• [Request]
Answer these questions using the passage below on rescheduling credit agreements:
1. What version number and date does the quoted data protection guidance carry?
2. When a new account is set up for the customer, how should the original account be shown on the credit reference file?
3. Under informal rescheduling, what does the lender anticipate the customer will do?

• [Reading passage]
····················

Ok, if you default on the original agreement, fail to make any repayment/arrangement or the debt is farmed out. You are correct.

There is further guidance on when the debt is sold on.

 

Op has entered into an arrangement through a debt management company, and has therefore rescheduled the agreement.

This is done either formally or informally.

 

Data Protection Technical Guidance.

Filing defaults with credit reference agencies.

Version 3 02/08/2007

 

Chapter 18 Formal rescheduling of the agreement.

 

This involves a formal and permanent rescheduling of the payments due on the account. It might include capitalisation of part of the debt; it may extend the length of the loan; it may change the level of payments. This adjustment may take the form of a new agreement or a change to the original agreement.

If a new account is set up for the customer then the original account should be shown on the credit reference file as settled, with the correct payment history shown up to the time of rescheduling.

If the repayment history shows missed payments (a default) then there is still a defaulted account showing on the file, but it is settled. It does not wipe the original default.

 

If the rescheduling results in changing the original agreement, the correct payment history up to the time of rescheduling should again be shown, but in this case the credit reference file will not show the account as settled. ****Information filed after the rescheduling should reflect payments and the terms of the modified agreement.****

In this instance, the original default stays. If you again miss payments, you get a second default.

 

Chapter 19 Informal rescheduling of the agreement.

 

This is where the lender agrees to reschedule the terms of the agreement for the medium to long term but anticipates that the customer will return to the original level of payment on the account.

····················

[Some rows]
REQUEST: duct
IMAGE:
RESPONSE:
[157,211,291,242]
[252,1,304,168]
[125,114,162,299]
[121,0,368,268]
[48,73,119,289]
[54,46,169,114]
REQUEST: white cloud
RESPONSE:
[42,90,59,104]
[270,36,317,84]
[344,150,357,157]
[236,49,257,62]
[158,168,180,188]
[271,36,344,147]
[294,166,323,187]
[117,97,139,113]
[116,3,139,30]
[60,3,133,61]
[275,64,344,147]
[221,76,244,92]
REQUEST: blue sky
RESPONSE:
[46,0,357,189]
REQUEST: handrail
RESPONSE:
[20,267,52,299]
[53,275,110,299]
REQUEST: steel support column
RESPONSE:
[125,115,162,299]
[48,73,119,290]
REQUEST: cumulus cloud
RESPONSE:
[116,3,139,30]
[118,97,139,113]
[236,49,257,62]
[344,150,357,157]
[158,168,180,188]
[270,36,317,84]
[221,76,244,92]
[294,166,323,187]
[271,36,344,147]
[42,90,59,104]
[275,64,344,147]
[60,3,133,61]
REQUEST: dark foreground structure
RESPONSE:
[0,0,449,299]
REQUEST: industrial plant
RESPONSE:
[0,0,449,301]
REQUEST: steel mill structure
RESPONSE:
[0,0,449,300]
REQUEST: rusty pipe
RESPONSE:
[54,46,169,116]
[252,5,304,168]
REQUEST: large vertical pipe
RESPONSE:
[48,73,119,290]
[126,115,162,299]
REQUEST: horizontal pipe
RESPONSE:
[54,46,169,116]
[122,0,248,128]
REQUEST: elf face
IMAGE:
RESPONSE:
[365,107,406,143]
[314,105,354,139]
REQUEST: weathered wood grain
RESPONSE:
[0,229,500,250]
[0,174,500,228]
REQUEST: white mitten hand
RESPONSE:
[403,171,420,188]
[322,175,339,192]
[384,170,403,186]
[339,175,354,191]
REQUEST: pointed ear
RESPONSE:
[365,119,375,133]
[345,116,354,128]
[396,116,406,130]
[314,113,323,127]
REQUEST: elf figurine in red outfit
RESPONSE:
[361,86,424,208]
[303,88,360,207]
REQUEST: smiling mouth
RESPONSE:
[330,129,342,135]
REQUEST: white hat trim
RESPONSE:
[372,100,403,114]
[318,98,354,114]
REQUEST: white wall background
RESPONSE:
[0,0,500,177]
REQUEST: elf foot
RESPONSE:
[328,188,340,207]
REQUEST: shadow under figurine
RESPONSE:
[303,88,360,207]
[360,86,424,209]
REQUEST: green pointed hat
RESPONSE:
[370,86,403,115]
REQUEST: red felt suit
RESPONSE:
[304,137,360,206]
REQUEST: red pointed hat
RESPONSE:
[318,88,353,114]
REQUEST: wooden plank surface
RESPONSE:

····················

• [Solution to this task]
1. Version 3, dated 02/08/2007.
2. It should be shown as settled, with the correct payment history up to the time of rescheduling.
3. The lender anticipates that the customer will return to the original level of payment on the account.